Class HTMLScanner.ContentScanner

java.lang.Object
org.cyberneko.html.HTMLScanner.ContentScanner
All Implemented Interfaces:
HTMLScanner.Scanner
Enclosing class:
HTMLScanner

public class HTMLScanner.ContentScanner extends Object implements HTMLScanner.Scanner
The primary HTML document scanner.
Author:
Andy Clark
  • Constructor Summary

    Constructors
    Constructor
    Description
     
  • Method Summary

    Modifier and Type
    Method
    Description
    protected void
    addLocationItem(org.apache.xerces.xni.XMLAttributes attributes, int index)
    Adds location augmentations to the specified attribute.
    protected String
    nextContent(int len)
    Reads the next characters WITHOUT impacting the buffer content up to current offset.
    boolean
    scan(boolean complete)
    Scan.
    protected boolean
    scanAttribute(org.apache.xerces.util.XMLAttributesImpl attributes, boolean[] empty)
    Scans a real attribute.
    protected boolean
    scanAttribute(org.apache.xerces.util.XMLAttributesImpl attributes, boolean[] empty, char endc)
    Scans an attribute, pseudo or real.
    protected void
    Scans a CDATA section.
    protected void
    Scans characters.
    protected void
    Scans a comment.
    protected void
    Scans an end element.
    protected boolean
    scanMarkupContent(org.apache.xerces.util.XMLStringBuffer buffer, char cend)
    Scans markup content.
    protected void
    Scans a processing instruction.
    protected boolean
    scanPseudoAttribute(org.apache.xerces.util.XMLAttributesImpl attributes)
    Scans a pseudo attribute.
    protected String
    scanStartElement(boolean[] empty)
    Scans a start element.

    Methods inherited from class java.lang.Object

    clone, equals, finalize, getClass, hashCode, notify, notifyAll, toString, wait, wait, wait
  • Constructor Details

    • ContentScanner

      public ContentScanner()
  • Method Details

    • scan

      public boolean scan(boolean complete) throws IOException
      Scan.
      Specified by:
      scan in interface HTMLScanner.Scanner
      Parameters:
      complete - True if the scanner should not return until scanning is complete.
      Returns:
      True if additional scanning is required.
      Throws:
      IOException - Thrown if I/O error occurs.
    • nextContent

      protected String nextContent(int len) throws IOException
      Reads the next characters WITHOUT impacting the buffer content up to current offset.
      Parameters:
      len - the number of characters to read
      Returns:
      the read string (length may be smaller if EOF is encountered)
      Throws:
      IOException
    • scanCharacters

      protected void scanCharacters() throws IOException
      Scans characters.
      Throws:
      IOException
    • scanCDATA

      protected void scanCDATA() throws IOException
      Scans a CDATA section.

▶ _Problem to work on_
Reproduce word for word the stretch of the ContentScanner class documentation that opens with the words containing "Scans markup content." and closes with "a start element.".

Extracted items
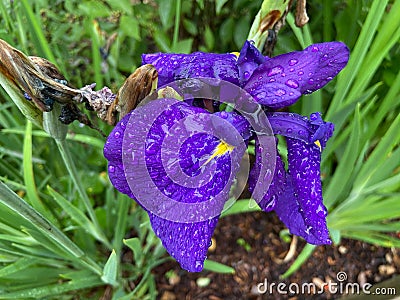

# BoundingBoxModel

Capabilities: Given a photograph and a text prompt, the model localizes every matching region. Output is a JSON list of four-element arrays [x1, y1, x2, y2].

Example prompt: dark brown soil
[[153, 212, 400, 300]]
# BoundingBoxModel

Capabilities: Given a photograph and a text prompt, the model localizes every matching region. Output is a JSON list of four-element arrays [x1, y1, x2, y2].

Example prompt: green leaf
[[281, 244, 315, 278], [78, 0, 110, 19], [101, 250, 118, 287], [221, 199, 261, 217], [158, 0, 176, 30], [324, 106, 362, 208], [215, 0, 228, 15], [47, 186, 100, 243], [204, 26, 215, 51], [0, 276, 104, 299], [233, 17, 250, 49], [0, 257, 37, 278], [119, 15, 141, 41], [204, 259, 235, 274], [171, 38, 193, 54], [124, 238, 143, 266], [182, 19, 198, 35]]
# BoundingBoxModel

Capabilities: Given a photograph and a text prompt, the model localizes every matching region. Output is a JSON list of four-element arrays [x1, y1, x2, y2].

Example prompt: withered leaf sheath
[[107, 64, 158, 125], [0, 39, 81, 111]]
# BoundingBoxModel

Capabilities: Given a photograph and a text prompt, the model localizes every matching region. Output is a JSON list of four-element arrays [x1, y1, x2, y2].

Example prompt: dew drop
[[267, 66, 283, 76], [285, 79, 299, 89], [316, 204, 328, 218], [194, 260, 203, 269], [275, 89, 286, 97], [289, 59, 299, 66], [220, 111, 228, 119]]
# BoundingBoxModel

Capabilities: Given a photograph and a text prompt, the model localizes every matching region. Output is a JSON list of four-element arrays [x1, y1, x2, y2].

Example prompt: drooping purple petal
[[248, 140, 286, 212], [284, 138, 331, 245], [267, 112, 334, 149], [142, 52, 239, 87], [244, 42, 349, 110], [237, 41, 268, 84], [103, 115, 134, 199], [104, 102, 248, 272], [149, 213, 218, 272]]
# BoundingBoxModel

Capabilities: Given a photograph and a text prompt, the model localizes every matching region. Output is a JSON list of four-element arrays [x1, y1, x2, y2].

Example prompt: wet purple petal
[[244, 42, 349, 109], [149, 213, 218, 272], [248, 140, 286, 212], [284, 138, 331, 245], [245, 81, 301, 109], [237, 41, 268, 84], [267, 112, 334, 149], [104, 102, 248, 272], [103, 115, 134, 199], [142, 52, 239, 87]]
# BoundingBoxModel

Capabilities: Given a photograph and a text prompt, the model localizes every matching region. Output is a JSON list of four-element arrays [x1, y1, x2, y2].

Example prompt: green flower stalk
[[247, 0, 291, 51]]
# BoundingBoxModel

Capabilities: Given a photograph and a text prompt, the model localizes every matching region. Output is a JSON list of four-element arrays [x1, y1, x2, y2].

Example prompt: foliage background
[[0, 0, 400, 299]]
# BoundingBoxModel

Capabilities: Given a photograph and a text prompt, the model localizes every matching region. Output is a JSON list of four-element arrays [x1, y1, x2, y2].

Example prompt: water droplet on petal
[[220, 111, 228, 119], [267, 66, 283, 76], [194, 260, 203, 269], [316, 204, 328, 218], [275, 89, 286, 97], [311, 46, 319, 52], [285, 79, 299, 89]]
---
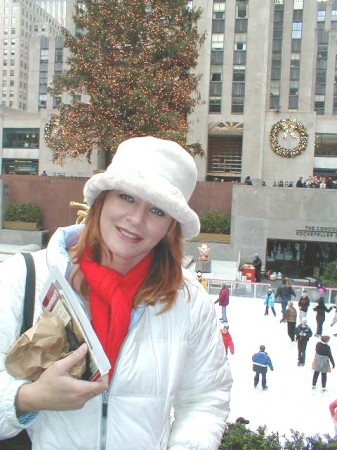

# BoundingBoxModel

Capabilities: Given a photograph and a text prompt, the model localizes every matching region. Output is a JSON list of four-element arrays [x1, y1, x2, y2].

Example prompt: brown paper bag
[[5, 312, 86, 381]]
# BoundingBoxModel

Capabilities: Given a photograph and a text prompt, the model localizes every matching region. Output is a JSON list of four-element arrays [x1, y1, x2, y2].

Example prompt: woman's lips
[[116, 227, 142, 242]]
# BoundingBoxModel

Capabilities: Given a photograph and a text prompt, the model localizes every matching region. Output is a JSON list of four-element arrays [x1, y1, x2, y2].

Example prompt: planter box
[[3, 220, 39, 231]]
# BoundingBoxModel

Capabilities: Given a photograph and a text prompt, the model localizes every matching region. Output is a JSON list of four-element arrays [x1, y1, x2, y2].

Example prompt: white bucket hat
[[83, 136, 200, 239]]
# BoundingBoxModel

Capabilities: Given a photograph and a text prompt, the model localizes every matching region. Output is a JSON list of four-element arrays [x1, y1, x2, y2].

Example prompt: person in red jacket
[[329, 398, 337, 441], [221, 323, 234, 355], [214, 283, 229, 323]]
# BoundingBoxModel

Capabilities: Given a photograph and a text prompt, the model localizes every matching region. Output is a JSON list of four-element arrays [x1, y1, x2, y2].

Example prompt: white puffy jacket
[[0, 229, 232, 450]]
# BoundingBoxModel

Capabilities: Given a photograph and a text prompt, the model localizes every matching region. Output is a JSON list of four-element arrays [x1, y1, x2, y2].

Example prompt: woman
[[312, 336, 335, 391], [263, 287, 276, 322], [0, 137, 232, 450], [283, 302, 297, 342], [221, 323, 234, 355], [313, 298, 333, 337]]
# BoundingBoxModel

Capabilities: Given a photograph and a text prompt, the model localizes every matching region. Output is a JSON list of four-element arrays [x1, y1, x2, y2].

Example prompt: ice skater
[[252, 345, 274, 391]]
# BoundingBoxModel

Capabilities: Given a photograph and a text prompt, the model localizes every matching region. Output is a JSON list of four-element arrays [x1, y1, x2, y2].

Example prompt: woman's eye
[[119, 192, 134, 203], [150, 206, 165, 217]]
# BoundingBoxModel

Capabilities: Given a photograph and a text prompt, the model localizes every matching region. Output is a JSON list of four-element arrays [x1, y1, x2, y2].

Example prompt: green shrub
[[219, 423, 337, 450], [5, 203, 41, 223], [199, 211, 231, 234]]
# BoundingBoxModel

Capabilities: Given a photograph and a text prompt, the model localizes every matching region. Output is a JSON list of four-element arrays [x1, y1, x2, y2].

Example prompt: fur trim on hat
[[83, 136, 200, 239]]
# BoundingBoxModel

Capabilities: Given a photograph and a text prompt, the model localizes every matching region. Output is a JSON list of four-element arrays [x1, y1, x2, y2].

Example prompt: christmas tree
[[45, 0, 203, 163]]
==
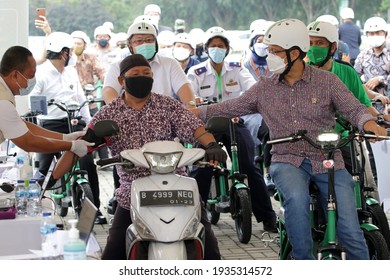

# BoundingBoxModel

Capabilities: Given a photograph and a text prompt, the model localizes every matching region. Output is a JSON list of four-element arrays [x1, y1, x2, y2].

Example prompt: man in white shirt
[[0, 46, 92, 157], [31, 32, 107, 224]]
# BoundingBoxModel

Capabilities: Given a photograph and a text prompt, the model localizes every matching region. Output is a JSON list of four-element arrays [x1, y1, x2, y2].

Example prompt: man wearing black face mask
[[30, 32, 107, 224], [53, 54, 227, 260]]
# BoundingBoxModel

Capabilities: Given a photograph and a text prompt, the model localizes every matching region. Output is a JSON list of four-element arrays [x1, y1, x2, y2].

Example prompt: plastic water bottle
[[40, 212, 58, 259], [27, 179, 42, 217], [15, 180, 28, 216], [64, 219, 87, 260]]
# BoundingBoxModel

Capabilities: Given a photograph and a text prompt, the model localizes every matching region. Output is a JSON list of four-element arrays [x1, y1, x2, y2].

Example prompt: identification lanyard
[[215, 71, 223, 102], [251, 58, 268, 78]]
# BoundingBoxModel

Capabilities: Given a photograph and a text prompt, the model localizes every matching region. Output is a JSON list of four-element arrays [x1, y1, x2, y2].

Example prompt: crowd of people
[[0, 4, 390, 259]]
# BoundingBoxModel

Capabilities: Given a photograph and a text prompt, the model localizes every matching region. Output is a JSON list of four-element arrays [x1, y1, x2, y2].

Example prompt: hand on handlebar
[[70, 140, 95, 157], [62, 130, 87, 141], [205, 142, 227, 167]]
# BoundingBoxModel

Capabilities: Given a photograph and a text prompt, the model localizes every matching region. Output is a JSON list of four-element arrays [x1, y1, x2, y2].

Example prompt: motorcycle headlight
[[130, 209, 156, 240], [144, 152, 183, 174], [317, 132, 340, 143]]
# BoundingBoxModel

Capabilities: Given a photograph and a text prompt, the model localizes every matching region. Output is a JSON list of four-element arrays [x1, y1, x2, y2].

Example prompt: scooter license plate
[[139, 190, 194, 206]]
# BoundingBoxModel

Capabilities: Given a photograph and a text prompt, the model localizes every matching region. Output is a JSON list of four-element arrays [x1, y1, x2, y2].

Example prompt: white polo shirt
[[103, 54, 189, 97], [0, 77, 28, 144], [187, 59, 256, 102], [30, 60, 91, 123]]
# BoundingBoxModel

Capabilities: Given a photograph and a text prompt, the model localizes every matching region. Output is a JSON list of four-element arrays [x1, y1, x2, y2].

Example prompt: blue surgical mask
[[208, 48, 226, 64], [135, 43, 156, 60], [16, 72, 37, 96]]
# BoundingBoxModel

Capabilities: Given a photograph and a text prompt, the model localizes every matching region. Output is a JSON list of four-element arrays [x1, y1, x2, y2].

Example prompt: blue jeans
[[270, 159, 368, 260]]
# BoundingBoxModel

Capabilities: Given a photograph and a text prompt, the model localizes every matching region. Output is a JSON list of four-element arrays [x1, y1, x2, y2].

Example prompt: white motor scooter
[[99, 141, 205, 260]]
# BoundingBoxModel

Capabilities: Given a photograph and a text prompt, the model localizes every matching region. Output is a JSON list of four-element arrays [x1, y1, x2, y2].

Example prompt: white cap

▶ _Answer to this exercise_
Scans markup content.
    protected void
    Scans a processing instruction.
    protected boolean
    scanPseudoAttribute(org.apache.xerces.util.XMLAttributesImpl attributes)
    Scans a pseudo attribute.
    protected String
    scanStartElement(boolean[] empty)
    Scans a start element.